***** Given information
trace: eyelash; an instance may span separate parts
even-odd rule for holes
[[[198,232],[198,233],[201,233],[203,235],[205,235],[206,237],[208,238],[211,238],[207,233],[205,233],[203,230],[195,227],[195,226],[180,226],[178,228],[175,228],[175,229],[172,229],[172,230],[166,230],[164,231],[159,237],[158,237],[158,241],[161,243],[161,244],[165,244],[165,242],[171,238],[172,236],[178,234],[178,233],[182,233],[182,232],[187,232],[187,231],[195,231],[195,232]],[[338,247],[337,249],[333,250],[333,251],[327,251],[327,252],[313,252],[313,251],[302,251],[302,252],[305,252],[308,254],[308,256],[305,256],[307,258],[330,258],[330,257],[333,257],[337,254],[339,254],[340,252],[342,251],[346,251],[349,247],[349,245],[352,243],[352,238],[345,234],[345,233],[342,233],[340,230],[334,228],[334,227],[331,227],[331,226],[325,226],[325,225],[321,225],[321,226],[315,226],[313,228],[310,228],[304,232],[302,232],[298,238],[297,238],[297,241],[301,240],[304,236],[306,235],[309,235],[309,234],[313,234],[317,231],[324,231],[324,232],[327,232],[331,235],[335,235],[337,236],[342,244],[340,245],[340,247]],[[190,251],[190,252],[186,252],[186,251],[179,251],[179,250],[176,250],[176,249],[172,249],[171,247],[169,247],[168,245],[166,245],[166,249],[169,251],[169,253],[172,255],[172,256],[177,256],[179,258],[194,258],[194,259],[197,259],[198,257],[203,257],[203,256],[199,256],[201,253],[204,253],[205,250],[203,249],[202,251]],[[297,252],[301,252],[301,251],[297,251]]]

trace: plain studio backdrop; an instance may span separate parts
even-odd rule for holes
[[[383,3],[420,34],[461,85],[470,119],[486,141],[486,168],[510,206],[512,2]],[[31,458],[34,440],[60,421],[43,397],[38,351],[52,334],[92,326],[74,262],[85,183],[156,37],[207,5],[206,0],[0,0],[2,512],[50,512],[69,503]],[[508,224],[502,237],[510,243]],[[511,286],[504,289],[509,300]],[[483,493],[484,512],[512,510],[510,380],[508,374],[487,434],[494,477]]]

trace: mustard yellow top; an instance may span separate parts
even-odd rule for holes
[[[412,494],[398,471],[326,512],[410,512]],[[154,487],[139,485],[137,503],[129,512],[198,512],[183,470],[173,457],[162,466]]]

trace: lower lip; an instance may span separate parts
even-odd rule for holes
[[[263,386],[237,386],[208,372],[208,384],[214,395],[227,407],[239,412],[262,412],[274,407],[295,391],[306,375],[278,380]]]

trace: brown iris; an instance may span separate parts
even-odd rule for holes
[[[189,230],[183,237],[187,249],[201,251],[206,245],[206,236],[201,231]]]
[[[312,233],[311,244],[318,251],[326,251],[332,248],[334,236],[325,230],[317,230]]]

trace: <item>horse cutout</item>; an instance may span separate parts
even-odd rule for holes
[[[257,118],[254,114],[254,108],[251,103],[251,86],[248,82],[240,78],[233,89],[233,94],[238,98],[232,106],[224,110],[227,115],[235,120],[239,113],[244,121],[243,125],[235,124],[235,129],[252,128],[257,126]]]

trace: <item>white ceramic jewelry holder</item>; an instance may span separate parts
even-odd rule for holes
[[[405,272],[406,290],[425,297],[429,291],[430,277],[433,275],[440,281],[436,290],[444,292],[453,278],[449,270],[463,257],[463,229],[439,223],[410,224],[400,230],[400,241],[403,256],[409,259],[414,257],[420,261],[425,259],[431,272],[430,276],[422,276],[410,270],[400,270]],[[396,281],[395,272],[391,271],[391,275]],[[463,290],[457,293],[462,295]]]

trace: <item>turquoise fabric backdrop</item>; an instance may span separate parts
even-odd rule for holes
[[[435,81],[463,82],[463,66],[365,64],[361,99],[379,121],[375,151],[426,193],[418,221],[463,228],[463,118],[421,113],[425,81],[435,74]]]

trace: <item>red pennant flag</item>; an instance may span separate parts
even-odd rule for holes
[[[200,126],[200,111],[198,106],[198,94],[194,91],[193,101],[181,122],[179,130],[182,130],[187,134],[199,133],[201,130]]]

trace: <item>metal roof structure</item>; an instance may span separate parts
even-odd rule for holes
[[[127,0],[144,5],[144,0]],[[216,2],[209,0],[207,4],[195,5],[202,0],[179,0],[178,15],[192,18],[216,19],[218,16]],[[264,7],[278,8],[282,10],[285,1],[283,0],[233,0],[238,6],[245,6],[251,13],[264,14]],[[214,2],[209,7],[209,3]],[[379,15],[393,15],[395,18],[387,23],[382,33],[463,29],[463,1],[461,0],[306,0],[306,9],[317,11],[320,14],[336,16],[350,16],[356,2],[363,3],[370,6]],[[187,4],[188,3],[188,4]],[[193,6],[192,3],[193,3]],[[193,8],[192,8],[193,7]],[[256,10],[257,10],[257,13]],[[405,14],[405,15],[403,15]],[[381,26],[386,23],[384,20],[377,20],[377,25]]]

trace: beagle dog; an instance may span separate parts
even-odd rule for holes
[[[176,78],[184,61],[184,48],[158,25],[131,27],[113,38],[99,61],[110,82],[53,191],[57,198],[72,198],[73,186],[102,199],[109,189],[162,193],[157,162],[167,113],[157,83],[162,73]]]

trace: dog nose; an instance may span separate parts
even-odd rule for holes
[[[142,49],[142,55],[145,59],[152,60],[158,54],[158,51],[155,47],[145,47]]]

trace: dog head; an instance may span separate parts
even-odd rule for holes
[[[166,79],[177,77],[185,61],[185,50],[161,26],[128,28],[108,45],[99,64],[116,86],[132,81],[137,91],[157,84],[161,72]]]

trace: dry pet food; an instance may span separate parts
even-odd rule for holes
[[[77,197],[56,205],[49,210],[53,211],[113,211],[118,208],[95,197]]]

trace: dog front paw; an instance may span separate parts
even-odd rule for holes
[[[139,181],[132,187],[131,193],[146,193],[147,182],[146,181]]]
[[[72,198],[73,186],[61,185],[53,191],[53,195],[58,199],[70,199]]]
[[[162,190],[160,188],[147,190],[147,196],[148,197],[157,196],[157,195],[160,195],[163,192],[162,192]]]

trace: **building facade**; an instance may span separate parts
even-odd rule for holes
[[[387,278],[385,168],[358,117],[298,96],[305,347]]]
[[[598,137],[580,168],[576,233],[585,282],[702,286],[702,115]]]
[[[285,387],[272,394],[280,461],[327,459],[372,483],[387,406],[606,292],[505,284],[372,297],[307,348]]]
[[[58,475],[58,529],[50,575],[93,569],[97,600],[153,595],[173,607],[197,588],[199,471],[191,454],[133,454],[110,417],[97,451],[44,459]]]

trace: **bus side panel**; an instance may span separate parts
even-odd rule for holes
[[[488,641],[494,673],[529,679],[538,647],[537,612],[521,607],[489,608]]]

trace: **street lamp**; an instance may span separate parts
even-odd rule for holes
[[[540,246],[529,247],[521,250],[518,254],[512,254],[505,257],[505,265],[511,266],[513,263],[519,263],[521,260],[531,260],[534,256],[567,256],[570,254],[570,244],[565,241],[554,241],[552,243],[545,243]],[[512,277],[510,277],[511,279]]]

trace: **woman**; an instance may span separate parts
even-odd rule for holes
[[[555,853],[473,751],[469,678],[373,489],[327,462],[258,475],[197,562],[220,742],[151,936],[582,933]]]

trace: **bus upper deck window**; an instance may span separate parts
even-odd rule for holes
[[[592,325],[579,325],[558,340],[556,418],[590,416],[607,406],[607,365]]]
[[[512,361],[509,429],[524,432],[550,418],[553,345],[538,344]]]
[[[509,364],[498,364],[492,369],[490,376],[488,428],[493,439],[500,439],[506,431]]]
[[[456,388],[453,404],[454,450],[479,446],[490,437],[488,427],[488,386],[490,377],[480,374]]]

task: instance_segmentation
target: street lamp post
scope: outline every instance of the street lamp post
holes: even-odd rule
**********
● **Your task**
Reproduce the entries verbatim, starting at the line that contains "trace: **woman**; an" and ending at the last line of the entries, including both ends.

● **Response to the task**
trace: **woman**; an instance may span separate parts
even-odd rule for holes
[[[555,853],[473,751],[469,678],[373,489],[327,462],[258,475],[197,562],[220,742],[151,936],[582,933]]]

trace: **bus upper deck window**; an instance may span separate parts
even-odd rule for holes
[[[592,325],[579,325],[558,340],[556,418],[590,416],[607,406],[607,365]]]
[[[512,361],[509,429],[524,432],[550,418],[553,345],[538,344]]]
[[[509,364],[498,364],[492,369],[490,376],[488,428],[493,439],[500,439],[506,431]]]
[[[456,388],[453,404],[454,450],[479,446],[490,437],[488,427],[488,386],[490,377],[480,374]]]

task: instance_segmentation
target: street lamp post
scope: outline every instance of the street lamp post
holes: even-odd rule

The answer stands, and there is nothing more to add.